+++ Available records
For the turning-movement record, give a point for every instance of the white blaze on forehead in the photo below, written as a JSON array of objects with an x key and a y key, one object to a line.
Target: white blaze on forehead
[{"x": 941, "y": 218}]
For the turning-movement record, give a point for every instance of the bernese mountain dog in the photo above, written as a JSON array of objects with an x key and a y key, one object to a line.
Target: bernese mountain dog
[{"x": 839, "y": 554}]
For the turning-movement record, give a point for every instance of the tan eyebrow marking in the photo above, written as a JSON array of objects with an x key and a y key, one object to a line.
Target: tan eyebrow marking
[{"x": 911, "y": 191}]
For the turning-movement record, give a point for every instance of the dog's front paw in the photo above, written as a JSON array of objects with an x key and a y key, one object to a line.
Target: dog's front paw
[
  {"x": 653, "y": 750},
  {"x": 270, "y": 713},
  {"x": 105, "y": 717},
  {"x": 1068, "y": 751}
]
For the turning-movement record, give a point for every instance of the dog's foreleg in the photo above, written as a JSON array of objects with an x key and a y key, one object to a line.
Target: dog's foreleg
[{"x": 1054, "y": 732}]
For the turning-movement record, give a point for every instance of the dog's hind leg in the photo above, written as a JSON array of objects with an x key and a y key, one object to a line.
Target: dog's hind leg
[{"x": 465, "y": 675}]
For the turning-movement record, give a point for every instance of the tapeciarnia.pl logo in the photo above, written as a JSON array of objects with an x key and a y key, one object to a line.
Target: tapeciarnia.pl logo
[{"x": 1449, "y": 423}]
++++++
What is expected:
Reproduce all of the entries above again, word for word and in the same order.

Finished answer:
For the turning-movement record, give a point for every instance of the white blaze on forehead in the photo below, written as a JSON array of objects with an x key and a y key, one object to a line.
Target: white blaze on forehead
[{"x": 941, "y": 218}]
For the turning-movement record, give a point for every instance of the bernese mountain dog in the photo above, written as a JSON array of objects with an x key and a y key, one object to a line.
Target: bernese mountain dog
[{"x": 839, "y": 554}]
For the turning-movement record, give a point for every instance of the tan eyebrow marking in the photo above, written as a JSON array of objects with an x key and a y key, one object to a line.
Target: tan eyebrow marking
[{"x": 911, "y": 191}]
For the turning-movement record, give a point for every instance of the dog's front paw in the photo above, written as a JSON array of objects with an x key and a y key, one object to a line.
Target: dog's front paw
[
  {"x": 653, "y": 750},
  {"x": 270, "y": 713},
  {"x": 105, "y": 717},
  {"x": 1068, "y": 751}
]
For the turning-movement record, give a point for every instance of the dog's foreleg in the photo above, written as a JSON array of objects with an x key and a y key, one object to a line.
Target: dog's foreleg
[{"x": 1054, "y": 732}]
For the turning-movement record, give a point for every instance of the dog's hind leg in the photo above, written as a JSON array of objects with an x key and a y key, one object to a line.
Target: dog's hind leg
[{"x": 465, "y": 675}]
For the turning-movement record, give a point for every instance of the tapeciarnia.pl logo in the photo above, written as a JSON array of objects with an x key and a y key, one object to a line.
Target: tapeciarnia.pl logo
[{"x": 1449, "y": 423}]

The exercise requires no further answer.